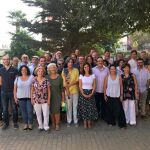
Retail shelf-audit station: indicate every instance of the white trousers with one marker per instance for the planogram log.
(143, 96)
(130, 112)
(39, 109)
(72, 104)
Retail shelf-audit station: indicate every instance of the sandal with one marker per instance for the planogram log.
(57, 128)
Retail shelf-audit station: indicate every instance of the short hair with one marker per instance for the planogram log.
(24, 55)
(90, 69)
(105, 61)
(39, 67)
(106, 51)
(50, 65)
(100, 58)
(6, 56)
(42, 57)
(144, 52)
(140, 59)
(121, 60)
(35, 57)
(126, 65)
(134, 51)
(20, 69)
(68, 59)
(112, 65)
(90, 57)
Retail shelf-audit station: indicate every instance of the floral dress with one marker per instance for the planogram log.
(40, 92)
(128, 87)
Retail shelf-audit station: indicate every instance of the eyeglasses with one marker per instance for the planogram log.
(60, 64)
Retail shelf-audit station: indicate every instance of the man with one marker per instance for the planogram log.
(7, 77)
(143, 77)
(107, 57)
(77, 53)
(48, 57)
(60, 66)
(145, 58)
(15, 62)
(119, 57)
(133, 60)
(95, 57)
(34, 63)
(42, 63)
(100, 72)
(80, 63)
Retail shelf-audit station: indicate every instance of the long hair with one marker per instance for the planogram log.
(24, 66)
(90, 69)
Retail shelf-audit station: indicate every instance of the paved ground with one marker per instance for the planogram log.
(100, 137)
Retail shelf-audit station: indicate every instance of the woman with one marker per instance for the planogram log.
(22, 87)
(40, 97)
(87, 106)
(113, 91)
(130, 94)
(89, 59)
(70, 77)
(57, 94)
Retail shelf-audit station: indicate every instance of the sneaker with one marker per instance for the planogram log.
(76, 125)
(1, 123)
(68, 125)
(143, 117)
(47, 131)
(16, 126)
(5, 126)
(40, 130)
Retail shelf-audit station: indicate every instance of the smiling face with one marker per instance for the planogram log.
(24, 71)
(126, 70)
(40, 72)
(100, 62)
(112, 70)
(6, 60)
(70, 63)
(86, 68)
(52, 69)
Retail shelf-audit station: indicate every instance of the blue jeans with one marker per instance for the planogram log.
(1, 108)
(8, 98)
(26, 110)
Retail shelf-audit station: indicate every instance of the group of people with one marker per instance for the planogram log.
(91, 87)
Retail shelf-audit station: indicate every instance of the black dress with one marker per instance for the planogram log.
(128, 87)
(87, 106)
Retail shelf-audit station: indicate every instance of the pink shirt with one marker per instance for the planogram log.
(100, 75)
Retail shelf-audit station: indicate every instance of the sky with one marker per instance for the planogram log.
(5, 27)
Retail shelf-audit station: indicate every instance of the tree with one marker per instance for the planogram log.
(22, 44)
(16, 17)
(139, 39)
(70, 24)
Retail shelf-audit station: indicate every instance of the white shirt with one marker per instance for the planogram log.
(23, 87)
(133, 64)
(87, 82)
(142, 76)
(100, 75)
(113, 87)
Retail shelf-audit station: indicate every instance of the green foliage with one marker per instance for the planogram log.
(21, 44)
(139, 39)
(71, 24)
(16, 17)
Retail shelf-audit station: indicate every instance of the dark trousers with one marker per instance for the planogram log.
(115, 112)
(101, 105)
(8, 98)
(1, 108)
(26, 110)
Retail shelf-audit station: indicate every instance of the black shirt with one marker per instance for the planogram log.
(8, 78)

++++

Pictures aside, retype the material exactly.

*Response to this exercise:*
Retail shelf-audit station: indicate every instance of the white trousers with one marker per instance for the planogram log.
(143, 96)
(130, 112)
(39, 109)
(72, 104)
Retail shelf-audit station: indicate every instance of the sandal with one marker per instance for the planogram log.
(57, 128)
Retail shelf-audit station: indicate every instance of the short hair with one marker per instance for the planogram log.
(24, 55)
(90, 69)
(105, 61)
(39, 67)
(106, 51)
(50, 65)
(100, 58)
(6, 56)
(42, 57)
(144, 52)
(140, 59)
(121, 60)
(35, 57)
(126, 65)
(134, 51)
(20, 69)
(68, 59)
(112, 65)
(90, 57)
Retail shelf-audit station: indicate every instance of the floral dress with one marker per instance for the planogram log.
(40, 92)
(128, 87)
Retail shelf-audit station: indicate every instance of the eyeglasses with one marker per instance for the planogram log.
(60, 64)
Retail shelf-audit station: indicate every instance of the man with one marker per instance for the planogram log.
(7, 77)
(143, 77)
(107, 57)
(77, 53)
(48, 57)
(60, 66)
(145, 58)
(15, 62)
(119, 57)
(133, 60)
(95, 57)
(34, 63)
(42, 63)
(100, 72)
(80, 63)
Retail shelf-audit station: indicate every instance of the long hair with one marker per instance for the planogram log.
(24, 66)
(90, 69)
Retail shelf-audit station: indicate every instance of the paved ground with one marker per instance for the planogram log.
(100, 137)
Retail shelf-audit station: indicate every instance of the woman with one marker per instance for the planogram log.
(22, 87)
(40, 97)
(87, 106)
(113, 91)
(130, 94)
(89, 59)
(70, 77)
(57, 94)
Retail shelf-audit station: indicate every instance of the sneaker with one marker per instance for the planogram log.
(76, 125)
(1, 123)
(68, 125)
(143, 117)
(47, 131)
(16, 126)
(5, 126)
(40, 130)
Retail shelf-audit station: indicate every instance of the smiling face with one marker per instance for the planogram log.
(24, 71)
(126, 70)
(40, 72)
(100, 62)
(112, 70)
(6, 60)
(70, 63)
(86, 68)
(52, 69)
Retail shelf-audit station: indicate every instance of the blue jeans with one marker per instance for the planogram log.
(1, 108)
(8, 98)
(26, 110)
Retail shelf-audit station: indicate every instance of the group of people with one marker per instance for the planogram log.
(91, 87)
Retail shelf-audit station: indicate every instance of the black dress with one marker per instance for the planogram log.
(128, 87)
(87, 106)
Retail shelf-audit station: indicate every instance of the pink shirt with one marker per instance for the planogram log.
(100, 75)
Retail shelf-audit station: indicate every instance of the sky with one marker per instance for the planogram log.
(5, 27)
Retail shelf-audit station: indicate every instance of the tree with one marker per instance for the planogram log.
(22, 44)
(16, 17)
(139, 39)
(70, 24)
Retail shelf-audit station: indicate every instance of the white shirt with one marker per instance for the planogram log.
(23, 87)
(133, 64)
(87, 82)
(142, 76)
(100, 75)
(113, 87)
Retail shelf-audit station: indicate every instance of the green foliage with one marker per instance for the planogram log.
(21, 44)
(139, 39)
(71, 24)
(16, 17)
Retail shelf-audit station: indicate every instance of the dark trousers with one marker per instance for the planogram log.
(115, 112)
(101, 105)
(8, 98)
(1, 108)
(26, 110)
Retail shelf-audit station: indicate every instance of the black shirt with one marker per instance for the planogram log.
(8, 78)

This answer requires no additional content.